• _Problem to solve_
Copy out the records below, replacing every "Show me" with "Indicate" and changing nothing else.

________________

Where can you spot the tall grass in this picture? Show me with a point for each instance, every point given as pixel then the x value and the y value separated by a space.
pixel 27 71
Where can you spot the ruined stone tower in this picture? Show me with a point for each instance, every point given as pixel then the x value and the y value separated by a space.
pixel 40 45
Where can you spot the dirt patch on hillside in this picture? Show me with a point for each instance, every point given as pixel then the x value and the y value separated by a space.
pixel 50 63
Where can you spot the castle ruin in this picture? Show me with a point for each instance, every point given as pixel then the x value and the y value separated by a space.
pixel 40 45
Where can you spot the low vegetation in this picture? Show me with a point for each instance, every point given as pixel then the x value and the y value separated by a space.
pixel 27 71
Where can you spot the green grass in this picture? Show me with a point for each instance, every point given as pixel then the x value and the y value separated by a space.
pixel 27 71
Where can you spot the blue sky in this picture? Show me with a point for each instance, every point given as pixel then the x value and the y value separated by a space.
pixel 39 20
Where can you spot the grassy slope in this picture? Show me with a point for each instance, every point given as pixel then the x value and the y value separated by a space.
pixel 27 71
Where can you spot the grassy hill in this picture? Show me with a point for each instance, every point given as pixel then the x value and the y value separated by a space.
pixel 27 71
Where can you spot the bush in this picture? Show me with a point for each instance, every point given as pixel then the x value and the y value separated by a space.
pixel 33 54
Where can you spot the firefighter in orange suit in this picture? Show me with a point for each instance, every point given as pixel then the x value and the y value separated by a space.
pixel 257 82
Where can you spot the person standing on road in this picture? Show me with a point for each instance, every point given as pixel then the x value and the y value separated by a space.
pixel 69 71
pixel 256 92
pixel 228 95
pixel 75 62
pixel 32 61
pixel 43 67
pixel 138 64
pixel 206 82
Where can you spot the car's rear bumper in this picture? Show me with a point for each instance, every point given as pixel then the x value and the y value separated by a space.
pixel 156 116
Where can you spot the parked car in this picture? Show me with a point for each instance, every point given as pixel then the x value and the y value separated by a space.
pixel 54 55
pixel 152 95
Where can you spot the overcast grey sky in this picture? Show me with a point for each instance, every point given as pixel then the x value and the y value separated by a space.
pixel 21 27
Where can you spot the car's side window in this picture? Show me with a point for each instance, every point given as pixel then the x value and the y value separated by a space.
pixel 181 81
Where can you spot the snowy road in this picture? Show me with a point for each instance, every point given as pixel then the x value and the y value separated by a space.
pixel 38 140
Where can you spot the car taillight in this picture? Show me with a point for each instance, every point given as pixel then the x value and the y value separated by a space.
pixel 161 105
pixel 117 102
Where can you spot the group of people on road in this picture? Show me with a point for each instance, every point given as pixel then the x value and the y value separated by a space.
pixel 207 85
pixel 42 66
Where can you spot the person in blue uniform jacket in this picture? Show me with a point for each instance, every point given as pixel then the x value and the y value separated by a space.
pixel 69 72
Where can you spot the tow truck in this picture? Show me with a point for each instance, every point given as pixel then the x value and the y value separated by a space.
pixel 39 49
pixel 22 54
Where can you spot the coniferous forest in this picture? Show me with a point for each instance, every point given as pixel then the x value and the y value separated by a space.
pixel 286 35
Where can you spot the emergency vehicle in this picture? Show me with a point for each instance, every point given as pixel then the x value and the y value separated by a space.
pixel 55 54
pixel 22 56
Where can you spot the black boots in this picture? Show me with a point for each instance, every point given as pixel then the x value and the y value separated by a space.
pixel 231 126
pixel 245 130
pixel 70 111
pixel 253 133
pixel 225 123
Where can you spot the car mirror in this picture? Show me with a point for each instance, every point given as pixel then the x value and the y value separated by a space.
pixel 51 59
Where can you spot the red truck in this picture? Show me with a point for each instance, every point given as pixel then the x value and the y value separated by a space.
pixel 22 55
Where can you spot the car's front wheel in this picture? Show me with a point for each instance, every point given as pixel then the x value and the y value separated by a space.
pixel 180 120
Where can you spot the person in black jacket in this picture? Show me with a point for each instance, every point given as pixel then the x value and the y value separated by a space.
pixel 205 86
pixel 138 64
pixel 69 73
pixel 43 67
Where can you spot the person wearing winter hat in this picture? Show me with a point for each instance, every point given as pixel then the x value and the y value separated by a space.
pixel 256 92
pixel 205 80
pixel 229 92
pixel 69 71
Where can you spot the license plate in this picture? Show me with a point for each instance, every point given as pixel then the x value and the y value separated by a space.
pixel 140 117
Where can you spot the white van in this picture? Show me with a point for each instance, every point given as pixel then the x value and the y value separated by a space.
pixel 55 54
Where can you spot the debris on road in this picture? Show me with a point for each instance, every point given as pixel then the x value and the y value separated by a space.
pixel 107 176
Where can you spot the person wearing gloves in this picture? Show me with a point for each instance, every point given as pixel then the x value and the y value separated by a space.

________________

• _The reply_
Where can you spot the tall grass in this picture? Indicate with a point for each instance, every point given as pixel then the x value and the y value separated by a space.
pixel 27 71
Where can you spot the ruined stone tower in this picture? Indicate with a point for each instance, every point given as pixel then the x value and the y value separated by a space.
pixel 40 45
Where can you spot the dirt patch on hillside in this picture? Indicate with a point for each instance, every point given as pixel then the x value and the y value separated by a space.
pixel 50 63
Where can you spot the castle ruin in this picture? Indicate with a point for each instance, every point given as pixel then the x value and the y value separated by a space.
pixel 40 45
Where can you spot the low vegetation in this picture? Indicate with a point for each instance, every point given as pixel then the x value and the y value separated by a space.
pixel 27 71
Where can you spot the green grass in this picture? Indicate with a point for each instance, every point given as pixel then the x value and the y value separated by a space.
pixel 27 71
Where can you spot the blue sky in this picture? Indicate with a point for each instance, every point given as pixel then the x value and the y value separated by a space.
pixel 39 20
Where can you spot the grassy slope in this picture? Indicate with a point for each instance, every point given as pixel then the x value and the y value separated by a space.
pixel 27 71
Where can you spot the grassy hill in this picture? Indicate with a point for each instance, every point given as pixel then the x value and the y value separated by a space.
pixel 27 71
Where can you spot the bush in this picture? Indicate with a point for each instance, every point given as pixel then the x value and the y value separated by a space.
pixel 33 54
Where can you spot the firefighter in orange suit in this picture? Indicate with a point for each instance, every point given as pixel then the x value and the y value separated by a space.
pixel 257 82
Where can you spot the person standing on road in this picture? Indicate with a point for each instance, every point given as pixel then the x value and the y value separated by a space.
pixel 69 71
pixel 256 92
pixel 228 95
pixel 75 62
pixel 32 61
pixel 43 67
pixel 138 64
pixel 206 82
Where can you spot the car's rear bumper in this picture? Indicate with a point for each instance, every point given as pixel then the x value and the y value separated by a space.
pixel 156 116
Where can you spot the parked car in this picture? Indicate with a point for each instance, every point given as pixel then the x value and the y value separated by a space.
pixel 54 55
pixel 152 95
Where can you spot the overcast grey sky in this picture? Indicate with a point for each instance, every point given as pixel then the x value and the y value separated by a space.
pixel 21 27
Where can you spot the car's side window in this picture? Indicate with a point for each instance, every point given as pixel then the x value and the y value separated by a space.
pixel 181 81
Where can you spot the snowy road in this picture? Indicate with a point for each instance, every point given as pixel then the x value and the y value separated by a space.
pixel 38 140
Where can you spot the car taillight in this picture? Indicate with a point for each instance, every point given as pixel then the x value and the y value separated by a space.
pixel 161 105
pixel 117 102
Where can you spot the group of people on road in this picture? Indicate with a point for each instance, every point given as pixel then the x value and the y value separated by a space.
pixel 207 85
pixel 42 66
Where can you spot the person in blue uniform jacket in this picture? Indicate with a point for each instance, every point given as pixel then the x value and the y value separated by a space.
pixel 69 72
Where can you spot the tow truck in this picture? Indicate with a point for each instance, every point given as pixel then the x value and the y value separated by a space.
pixel 39 49
pixel 22 54
Where can you spot the coniferous forest in this picture? Indicate with a point for each instance, every point given as pixel then the x value and the y value separated by a space.
pixel 286 35
Where can you spot the emergency vehicle in this picture? Indicate with a point for each instance, every point given as pixel then the x value and the y value separated by a space.
pixel 55 54
pixel 22 56
Where can you spot the black boots in this picture? Indicate with a point for each instance, every point given as pixel then the x value and the y value separated by a space.
pixel 231 126
pixel 245 130
pixel 70 111
pixel 253 133
pixel 225 123
Where can you spot the car mirror in this picture? Indicate with a point for each instance, every point given as pixel then the x value and the y value separated by a space.
pixel 51 59
Where can you spot the red truck in this picture? Indicate with a point for each instance, every point given as pixel then the x value and the y value separated by a space.
pixel 22 55
Where can you spot the car's front wheel in this picture? Indicate with a point for each instance, every point given as pixel then the x value and the y value separated by a space.
pixel 180 120
Where can you spot the person in black jacket in this picture? Indicate with a point for each instance, every point given as pixel then the x value and the y value separated by a space.
pixel 205 86
pixel 138 64
pixel 69 73
pixel 43 67
Where can you spot the person wearing winter hat in this picture? Indicate with a point for each instance, every point given as pixel then the x value and the y value separated by a space.
pixel 256 92
pixel 205 80
pixel 229 92
pixel 69 71
Where can you spot the license plate in this picture? Indicate with a point for each instance, every point given as pixel then the x value and the y value separated by a space.
pixel 140 117
Where can you spot the white van in this picture? Indicate with a point for each instance, every point given as pixel then the x value and the y value separated by a space.
pixel 55 54
Where can you spot the debris on road in this picture? Indicate with a point for each instance, every point given as pixel then the x value and the y value separated by a space.
pixel 107 176
Where can you spot the person wearing gloves in this picture? Indicate with a point for each instance, every point given as pixel then the x value and the y value separated by a space.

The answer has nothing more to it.